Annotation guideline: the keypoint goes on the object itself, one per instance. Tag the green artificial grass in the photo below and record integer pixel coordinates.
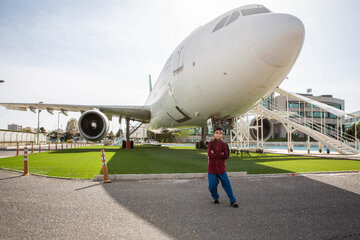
(86, 162)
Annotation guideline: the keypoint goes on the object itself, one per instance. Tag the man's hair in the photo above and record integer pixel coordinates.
(218, 129)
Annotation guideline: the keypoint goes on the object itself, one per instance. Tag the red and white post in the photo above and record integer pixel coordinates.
(26, 163)
(17, 149)
(105, 173)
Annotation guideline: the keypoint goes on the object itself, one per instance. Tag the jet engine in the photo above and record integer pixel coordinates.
(93, 125)
(267, 128)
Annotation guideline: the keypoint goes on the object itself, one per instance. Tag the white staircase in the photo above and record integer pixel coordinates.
(330, 137)
(337, 145)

....

§ **Task to carry out**: Extract all the entries word for word; omit any pictures.

§ **Reply**:
Annotation guideline: the keypoint goes on the object itself, one per instance. Tag the green artificial grass in the photo below and record integer pixel coordinates.
(86, 162)
Annotation guideline: the keypoint goes on the object itself, one per instance. Tag the man's hair in the photo above and record integer pixel coordinates.
(218, 129)
Annotation guideline: the keypoint goes on the object itself, one per instance. Tag the red and white post in the photo above and record integer pixel coordinates.
(26, 163)
(17, 149)
(105, 173)
Annotation guideline: the keypoint goes on the object itself, one per instance. Tag the jet engine in the photo above and record integer pixel coordinates.
(93, 125)
(267, 128)
Annotation guideline: the keypoint goes on the object itself, one per instance. Tag the white staircase in the photo above and record integer pixel coordinates.
(330, 137)
(337, 145)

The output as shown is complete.